** Exercise description **
Extract, without alteration, each line from the start of the listing to the line bearing "box: [522, 179, 540, 195]".

** Given information **
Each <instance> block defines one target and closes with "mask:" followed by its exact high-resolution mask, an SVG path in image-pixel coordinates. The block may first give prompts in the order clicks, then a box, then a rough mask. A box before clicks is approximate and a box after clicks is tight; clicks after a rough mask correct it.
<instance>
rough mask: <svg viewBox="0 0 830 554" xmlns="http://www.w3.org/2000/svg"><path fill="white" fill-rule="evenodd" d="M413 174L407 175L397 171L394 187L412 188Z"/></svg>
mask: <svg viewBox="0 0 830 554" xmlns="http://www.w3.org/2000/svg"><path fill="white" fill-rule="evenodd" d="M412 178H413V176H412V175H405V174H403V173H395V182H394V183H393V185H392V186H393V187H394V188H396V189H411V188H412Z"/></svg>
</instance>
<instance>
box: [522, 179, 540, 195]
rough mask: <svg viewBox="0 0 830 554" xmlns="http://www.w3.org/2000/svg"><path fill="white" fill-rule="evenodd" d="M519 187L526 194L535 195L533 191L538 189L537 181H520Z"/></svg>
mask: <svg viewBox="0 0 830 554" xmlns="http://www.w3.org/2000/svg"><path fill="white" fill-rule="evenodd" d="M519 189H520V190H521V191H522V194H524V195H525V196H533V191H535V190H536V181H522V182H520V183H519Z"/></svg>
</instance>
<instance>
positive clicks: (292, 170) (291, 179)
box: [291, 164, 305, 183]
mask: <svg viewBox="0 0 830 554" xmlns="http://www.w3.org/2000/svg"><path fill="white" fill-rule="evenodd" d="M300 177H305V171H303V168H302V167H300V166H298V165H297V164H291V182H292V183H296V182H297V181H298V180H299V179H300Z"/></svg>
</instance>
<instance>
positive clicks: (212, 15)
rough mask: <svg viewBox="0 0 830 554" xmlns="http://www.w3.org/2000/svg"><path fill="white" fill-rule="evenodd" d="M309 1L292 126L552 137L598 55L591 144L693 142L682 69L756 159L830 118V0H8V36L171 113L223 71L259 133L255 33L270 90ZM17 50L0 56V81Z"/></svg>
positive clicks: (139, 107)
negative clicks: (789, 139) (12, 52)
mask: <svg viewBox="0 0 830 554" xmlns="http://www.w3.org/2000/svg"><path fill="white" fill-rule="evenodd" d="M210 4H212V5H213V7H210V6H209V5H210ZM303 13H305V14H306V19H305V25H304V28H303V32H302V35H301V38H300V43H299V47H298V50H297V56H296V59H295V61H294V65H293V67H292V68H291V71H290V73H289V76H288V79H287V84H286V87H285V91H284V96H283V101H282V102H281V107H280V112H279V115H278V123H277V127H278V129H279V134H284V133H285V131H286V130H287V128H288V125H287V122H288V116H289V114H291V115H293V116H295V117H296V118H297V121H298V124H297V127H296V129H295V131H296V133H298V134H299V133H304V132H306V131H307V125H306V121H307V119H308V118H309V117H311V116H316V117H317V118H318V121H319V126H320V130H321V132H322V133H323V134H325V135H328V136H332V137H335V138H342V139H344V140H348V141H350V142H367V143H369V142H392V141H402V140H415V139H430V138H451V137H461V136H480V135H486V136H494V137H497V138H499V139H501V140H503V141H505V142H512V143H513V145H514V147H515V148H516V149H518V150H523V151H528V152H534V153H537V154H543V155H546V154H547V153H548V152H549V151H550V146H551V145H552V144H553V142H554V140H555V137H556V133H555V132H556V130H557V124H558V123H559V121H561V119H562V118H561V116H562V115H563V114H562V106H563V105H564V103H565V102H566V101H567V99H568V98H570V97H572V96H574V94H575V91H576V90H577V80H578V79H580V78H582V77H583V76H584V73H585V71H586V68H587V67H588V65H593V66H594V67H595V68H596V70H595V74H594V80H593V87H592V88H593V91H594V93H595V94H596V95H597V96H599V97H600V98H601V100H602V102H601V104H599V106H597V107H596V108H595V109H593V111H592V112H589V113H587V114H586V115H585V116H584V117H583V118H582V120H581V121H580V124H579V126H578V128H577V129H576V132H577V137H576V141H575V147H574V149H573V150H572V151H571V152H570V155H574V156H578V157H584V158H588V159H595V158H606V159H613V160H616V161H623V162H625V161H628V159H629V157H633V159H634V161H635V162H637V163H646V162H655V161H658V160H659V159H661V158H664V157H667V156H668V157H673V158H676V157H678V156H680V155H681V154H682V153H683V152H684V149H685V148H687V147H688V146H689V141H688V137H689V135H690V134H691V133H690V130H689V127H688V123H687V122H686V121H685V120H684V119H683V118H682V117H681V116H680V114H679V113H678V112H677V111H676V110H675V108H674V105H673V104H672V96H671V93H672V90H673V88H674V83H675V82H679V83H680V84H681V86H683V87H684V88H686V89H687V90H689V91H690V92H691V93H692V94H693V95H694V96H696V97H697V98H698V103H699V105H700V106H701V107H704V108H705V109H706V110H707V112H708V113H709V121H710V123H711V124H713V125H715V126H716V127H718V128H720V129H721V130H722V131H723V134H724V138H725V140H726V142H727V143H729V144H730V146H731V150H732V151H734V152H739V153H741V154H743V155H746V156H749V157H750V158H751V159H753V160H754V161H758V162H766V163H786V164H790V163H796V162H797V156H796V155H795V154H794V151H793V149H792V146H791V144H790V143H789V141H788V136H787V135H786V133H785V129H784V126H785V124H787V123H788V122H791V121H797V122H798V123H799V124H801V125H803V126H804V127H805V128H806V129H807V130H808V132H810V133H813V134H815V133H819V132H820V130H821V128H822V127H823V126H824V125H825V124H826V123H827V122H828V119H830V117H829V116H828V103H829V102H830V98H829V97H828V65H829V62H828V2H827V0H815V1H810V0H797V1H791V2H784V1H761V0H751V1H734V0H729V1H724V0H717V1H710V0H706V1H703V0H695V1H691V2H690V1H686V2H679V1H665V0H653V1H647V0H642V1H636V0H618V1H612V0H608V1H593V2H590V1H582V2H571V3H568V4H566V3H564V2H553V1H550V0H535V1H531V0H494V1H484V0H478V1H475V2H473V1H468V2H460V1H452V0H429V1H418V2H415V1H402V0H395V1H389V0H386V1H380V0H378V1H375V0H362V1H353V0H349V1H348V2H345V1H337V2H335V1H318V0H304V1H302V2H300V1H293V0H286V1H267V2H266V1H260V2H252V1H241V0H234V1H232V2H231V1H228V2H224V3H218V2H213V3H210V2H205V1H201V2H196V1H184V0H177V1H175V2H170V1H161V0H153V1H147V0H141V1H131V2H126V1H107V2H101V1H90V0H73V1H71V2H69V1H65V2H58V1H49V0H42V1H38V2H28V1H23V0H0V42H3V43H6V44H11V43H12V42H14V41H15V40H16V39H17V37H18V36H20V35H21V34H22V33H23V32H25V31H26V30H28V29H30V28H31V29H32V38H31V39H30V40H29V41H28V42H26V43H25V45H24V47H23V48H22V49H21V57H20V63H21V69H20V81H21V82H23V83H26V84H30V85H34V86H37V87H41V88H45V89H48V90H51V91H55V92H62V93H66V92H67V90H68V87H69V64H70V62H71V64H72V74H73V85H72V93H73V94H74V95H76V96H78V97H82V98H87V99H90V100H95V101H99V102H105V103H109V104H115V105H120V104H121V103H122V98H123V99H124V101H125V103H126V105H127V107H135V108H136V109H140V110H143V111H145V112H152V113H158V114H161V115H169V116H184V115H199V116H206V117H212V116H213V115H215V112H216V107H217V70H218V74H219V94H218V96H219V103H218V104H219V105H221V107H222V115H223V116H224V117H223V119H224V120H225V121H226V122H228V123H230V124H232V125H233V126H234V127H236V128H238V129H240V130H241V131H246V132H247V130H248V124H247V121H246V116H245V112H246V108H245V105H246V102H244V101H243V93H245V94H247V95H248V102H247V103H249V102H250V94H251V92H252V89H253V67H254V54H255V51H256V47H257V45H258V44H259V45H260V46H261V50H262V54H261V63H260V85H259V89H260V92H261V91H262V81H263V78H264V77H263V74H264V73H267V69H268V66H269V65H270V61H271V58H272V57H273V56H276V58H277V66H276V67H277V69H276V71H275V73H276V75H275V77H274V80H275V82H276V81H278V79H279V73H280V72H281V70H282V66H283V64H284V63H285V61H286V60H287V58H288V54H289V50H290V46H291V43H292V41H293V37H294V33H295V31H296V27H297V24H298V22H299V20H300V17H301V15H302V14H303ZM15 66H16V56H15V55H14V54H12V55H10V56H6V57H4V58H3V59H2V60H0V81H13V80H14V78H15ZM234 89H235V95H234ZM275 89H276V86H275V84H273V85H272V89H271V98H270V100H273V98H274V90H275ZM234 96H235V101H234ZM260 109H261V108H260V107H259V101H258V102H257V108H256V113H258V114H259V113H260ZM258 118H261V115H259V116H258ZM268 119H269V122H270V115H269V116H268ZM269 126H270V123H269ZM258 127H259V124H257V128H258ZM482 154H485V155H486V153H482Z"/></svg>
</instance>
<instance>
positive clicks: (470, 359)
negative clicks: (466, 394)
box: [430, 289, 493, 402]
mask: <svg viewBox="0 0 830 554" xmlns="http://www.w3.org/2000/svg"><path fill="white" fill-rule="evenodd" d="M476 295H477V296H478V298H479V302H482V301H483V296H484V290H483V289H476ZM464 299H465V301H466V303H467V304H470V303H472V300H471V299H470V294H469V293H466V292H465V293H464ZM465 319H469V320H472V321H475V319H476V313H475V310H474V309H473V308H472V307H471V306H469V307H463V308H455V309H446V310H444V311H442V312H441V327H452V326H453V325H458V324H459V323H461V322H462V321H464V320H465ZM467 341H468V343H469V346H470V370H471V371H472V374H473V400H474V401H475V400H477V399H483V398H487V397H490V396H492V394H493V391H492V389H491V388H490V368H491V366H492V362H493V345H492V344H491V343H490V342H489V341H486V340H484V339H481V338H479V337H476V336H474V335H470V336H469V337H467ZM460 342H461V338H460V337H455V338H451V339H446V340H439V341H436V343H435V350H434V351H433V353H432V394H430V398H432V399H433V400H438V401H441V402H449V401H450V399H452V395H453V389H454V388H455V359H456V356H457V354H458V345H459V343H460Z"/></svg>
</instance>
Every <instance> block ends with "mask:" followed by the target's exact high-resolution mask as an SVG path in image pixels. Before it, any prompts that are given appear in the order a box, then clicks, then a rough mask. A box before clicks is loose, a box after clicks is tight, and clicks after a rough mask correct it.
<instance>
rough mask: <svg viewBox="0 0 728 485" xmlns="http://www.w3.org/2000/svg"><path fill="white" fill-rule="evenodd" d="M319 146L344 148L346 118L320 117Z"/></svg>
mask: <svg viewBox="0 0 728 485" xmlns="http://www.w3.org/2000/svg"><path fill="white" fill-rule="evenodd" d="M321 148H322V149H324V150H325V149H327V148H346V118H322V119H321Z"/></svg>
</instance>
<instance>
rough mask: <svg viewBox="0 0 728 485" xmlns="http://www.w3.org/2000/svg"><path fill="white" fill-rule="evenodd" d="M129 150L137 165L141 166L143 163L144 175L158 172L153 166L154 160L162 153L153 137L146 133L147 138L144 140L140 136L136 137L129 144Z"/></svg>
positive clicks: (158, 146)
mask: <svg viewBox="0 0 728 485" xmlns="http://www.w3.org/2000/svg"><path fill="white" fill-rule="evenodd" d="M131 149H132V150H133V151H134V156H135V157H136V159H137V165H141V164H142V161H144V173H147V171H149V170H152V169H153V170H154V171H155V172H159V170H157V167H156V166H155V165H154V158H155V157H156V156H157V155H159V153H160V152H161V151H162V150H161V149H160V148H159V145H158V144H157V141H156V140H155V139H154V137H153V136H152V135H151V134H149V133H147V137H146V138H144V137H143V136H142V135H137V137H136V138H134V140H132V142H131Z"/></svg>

** Answer space **
Each <instance> block defines one target and closes with "mask:" followed by its exact high-resolution mask, an SVG path in image-pixel coordinates. The block may first give prompts in the order clicks, then a box, then a rough mask. A box before clicks is approximate and a box after clicks is tight; clicks after a rough mask correct it.
<instance>
rough mask: <svg viewBox="0 0 830 554" xmlns="http://www.w3.org/2000/svg"><path fill="white" fill-rule="evenodd" d="M413 174L407 175L397 171L394 187L412 188Z"/></svg>
mask: <svg viewBox="0 0 830 554" xmlns="http://www.w3.org/2000/svg"><path fill="white" fill-rule="evenodd" d="M412 178H413V176H412V175H405V174H403V173H395V182H394V183H393V185H392V186H393V187H394V188H396V189H411V188H412Z"/></svg>
</instance>
<instance>
box: [522, 179, 540, 195]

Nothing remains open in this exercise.